ESERCIZI:
**1.** Nel testo su educazione e istruzione, quale viene indicata come la prima convivenza degli individui?
**2.** Prosegui il testo su educazione e istruzione a partire dalla sua ultima frase.

TESTO DA LEGGERE:
* * * *
Educazione e istruzione, da
sempre necessarie per lo sviluppo della libera personalità, sembrano essere
diventate opposte e incompatibili da quando i pedagogisti pretendono che
l’insegnante non debba istruire gli allievi tenendo lezioni e
verificandone lo studio, ma debba educarli senza nulla
aggiungere a quanto già sanno, limitandosi a stimolarne gli interessi e la
creatività, così che la scuola, finora un carcere per la ‘trasmissione’ di
inutili e comunque evanescenti conoscenze teoriche, si
trasfiguri in un giardino gioioso in cui fioriscono flessibilità mentale
e competenze pratiche. Non è la prima volta che la pedagogia
polemizza con l’istruzione; già Rousseau, che nel suo «Emilio» proclamò di
odiare i libri, progettava un’educazione che eludesse le astrattezze della
teoria e condizionasse il fanciullo con la segreta manipolazione del suo
ambiente; già in lui il rigetto della civiltà diventò divieto di istruire e
l’educazione assunse accenti totalitari[1]. In ogni caso è un segno di estrema
decadenza che, entro la civiltà ai cui inizi è sbocciata la libera filosofia,
si diffami la conoscenza teorica come fonte di corruzione dei giovani. Un
simile rovesciamento di valori suggerisce l’opportunità di qualche
considerazione altrimenti scontata sul senso dei due concetti.
Educazione si riferisce in genere
all’ambito morale, all’acquisire le abitudini che consentono alle persone una
convivenza senza troppi attriti. La prima convivenza degli individui è la
famiglia. Diretta ai bambini dalla loro nascita, l’educazione familiare procede
per lo più muta, per lo più grazie all’imitazione; e quando prende la parola è
per lo più proibitiva. Poiché il suo lato positivo consiste nell’imitazione e
il suo lato negativo nella proibizione, essa non è più spontanea e creativa
dell’istruzione; al contrario, essa limita in silenzio l’ambito dell’esperienza
possibile e la spontaneità per proteggerle dalle conseguenze lesive.
* * * *
ESTRATTO DEL DATASET:

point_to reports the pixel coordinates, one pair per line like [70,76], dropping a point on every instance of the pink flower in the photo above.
* * * *
RISPOSTE IN ORDINE:
**1.** La famiglia.

**2.**
Essendo
inoltre dirette a prevenire i pericoli, le proibizioni educative valgono prima di
essere motivate: esplicitare i motivi di una proibizione ne rafforza
l’efficacia, rispetta la dignità e suscita l’autonomia del bambino; ma non è
saggio aspettare che questi sia in grado di capire e abbia sufficiente
autocontrollo da comportarsi secondo ciò che ha capito, per impedirgli
comportamenti sconvenienti o pericolosi. In una parola, l’educazione è un rapporto
essenzialmente familiare e, pur non essendo incompatibile con la
spiegazione, dapprima è dogmatica: i principi dei
comportamenti trasmessi silenziosamente e delle proibizioni pronunciate, per
quanto siano corretti ed efficaci, valgono già prima di essere espliciti, già
prima di essere dimostrati, sulla base naturale della fiducia dei
figli e dell’autorità dei genitori.
Fiducia e
autorità non si interrompono con l’uscita dalla famiglia, anzi entrano in ogni
tipo di comunità umana. E come la precedente obbedienza ai genitori non esclude
nel figlio la successiva acquisizione della libertà personale, così la fiducia
dell’adulto nell’autorità è suscettibile di essere confermata dalla conoscenza
razionale. Il dogma oggetto di fede ha una forma e un contenuto; soltanto la
forma, per la sua immediatezza, non il contenuto, è in sé incompatibile con la
ragione filosofica. Con la conoscenza critica del contenuto
del dogma l’immediatezza della sua forma è dissolta e la ragione non si
percepisce più come assoggettata a una necessità a lei estranea perché in ciò
che le era estraneo ora riconosce sé stessa. Conoscere non è dunque
collezionare curiosità, ma ha il significato profondo della liberazione;
e poiché non si può conoscere senza istruzione, il passaggio dall’educazione
all’istruzione è per ciascuno l’inizio della libertà.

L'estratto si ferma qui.